Referring expression pointing data:
══════

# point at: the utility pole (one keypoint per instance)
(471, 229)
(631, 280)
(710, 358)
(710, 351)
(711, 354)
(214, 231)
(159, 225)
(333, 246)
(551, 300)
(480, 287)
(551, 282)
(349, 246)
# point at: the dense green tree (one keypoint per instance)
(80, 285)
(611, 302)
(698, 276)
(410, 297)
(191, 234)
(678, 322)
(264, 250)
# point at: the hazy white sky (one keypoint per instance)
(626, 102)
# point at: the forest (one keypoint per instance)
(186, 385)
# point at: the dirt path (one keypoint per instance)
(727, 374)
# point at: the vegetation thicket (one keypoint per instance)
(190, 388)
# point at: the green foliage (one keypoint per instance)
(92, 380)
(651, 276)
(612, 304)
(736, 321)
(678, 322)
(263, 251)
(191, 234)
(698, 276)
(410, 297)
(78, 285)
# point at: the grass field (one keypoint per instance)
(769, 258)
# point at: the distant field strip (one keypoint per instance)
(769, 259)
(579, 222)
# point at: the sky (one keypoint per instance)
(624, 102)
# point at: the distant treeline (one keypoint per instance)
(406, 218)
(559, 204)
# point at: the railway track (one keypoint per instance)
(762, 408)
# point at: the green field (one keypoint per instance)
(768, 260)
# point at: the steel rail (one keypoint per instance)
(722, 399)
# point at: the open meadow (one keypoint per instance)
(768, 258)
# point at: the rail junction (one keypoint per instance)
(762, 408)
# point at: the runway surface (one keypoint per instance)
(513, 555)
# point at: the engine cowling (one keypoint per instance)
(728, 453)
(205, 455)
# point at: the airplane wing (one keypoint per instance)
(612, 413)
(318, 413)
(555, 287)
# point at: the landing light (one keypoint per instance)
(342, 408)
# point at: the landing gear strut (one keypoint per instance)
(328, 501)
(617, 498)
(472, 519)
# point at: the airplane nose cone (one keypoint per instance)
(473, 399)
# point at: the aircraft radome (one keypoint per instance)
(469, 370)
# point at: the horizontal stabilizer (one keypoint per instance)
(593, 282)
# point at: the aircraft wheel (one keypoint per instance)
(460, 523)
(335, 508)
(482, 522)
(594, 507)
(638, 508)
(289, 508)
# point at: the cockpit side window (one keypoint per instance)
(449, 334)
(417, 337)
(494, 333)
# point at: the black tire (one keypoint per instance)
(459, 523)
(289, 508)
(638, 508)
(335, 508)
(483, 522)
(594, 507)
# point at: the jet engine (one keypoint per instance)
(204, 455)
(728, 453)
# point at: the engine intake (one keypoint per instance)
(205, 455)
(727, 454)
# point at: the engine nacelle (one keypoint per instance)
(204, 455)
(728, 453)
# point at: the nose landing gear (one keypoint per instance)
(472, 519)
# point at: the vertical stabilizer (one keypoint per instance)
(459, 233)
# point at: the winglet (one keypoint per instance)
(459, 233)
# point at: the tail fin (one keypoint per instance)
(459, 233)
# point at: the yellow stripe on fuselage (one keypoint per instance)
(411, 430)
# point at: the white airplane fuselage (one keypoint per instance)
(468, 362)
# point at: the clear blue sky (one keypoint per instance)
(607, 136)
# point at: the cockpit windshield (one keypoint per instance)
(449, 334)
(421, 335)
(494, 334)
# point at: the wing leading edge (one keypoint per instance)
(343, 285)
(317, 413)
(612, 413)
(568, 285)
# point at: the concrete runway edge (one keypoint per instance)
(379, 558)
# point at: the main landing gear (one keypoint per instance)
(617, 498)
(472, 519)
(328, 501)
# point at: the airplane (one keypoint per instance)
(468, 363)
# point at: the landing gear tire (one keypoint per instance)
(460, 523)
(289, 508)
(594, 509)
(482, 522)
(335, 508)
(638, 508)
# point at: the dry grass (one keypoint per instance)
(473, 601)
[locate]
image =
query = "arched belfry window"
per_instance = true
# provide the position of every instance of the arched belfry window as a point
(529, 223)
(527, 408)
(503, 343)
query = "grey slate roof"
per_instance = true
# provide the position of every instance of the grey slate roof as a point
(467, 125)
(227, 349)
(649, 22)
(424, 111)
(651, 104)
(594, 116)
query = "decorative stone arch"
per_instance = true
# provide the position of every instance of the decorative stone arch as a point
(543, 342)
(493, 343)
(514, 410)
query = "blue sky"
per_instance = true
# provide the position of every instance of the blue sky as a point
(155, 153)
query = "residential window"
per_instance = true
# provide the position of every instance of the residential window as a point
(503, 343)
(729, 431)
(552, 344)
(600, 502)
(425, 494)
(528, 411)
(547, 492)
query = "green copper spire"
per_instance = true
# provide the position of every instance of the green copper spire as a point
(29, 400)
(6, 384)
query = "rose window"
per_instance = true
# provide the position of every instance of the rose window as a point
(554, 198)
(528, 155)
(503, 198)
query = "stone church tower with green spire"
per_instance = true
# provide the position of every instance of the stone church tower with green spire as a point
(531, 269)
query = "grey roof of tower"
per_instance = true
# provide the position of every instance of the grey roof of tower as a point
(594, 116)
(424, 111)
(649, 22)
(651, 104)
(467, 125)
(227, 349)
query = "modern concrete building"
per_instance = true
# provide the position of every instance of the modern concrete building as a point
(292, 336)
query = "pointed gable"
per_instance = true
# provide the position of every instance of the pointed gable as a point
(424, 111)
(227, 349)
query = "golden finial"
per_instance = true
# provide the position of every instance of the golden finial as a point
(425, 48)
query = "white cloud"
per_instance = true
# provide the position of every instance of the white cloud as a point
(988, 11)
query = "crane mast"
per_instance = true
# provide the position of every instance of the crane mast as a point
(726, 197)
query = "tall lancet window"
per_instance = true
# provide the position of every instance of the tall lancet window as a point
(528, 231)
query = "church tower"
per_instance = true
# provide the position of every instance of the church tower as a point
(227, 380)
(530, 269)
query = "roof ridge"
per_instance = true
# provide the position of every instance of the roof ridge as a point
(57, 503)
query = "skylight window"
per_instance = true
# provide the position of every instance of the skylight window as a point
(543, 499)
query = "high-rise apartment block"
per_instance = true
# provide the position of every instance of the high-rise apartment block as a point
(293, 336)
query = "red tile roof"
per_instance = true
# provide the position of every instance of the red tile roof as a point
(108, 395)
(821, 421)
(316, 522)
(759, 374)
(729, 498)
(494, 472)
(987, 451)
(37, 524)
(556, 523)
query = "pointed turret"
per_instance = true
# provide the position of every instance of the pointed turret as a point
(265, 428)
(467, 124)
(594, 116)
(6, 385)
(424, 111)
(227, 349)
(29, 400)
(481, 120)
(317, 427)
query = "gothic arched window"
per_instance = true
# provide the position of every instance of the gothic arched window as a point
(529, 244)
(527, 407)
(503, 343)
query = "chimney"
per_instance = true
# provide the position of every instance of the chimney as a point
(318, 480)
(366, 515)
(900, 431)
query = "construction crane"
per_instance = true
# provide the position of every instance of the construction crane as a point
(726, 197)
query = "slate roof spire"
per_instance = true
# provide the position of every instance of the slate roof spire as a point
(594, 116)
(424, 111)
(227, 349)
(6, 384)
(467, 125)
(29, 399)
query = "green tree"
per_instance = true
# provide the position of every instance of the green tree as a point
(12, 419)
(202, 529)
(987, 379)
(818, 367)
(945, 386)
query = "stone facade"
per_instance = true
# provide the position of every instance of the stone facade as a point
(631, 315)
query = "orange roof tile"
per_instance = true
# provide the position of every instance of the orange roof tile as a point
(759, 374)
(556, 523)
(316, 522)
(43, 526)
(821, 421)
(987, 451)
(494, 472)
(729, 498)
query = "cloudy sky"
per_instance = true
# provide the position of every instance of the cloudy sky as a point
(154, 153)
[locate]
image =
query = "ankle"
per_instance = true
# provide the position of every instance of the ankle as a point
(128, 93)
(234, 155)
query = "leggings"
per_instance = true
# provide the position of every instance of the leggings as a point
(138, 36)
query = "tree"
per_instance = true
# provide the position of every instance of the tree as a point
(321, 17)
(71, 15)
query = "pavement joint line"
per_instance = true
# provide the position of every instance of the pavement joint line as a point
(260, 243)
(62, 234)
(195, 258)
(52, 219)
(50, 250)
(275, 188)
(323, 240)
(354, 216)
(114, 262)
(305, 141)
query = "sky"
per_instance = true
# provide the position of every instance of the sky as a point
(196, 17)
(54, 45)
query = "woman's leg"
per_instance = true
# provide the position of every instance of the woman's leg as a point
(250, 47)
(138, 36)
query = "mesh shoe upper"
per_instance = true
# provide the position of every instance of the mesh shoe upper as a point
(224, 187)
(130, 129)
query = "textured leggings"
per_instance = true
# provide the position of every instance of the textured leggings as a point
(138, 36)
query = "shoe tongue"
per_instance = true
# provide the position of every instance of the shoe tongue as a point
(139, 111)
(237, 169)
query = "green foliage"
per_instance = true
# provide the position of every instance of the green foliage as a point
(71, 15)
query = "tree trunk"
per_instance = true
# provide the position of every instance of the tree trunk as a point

══════

__YOUR OBJECTIVE__: Read the entries and pick out all lines that include the word "trunk".

__EXERCISE SOLUTION__:
query = "tree trunk"
# provide the position of every instance of the tree trunk as a point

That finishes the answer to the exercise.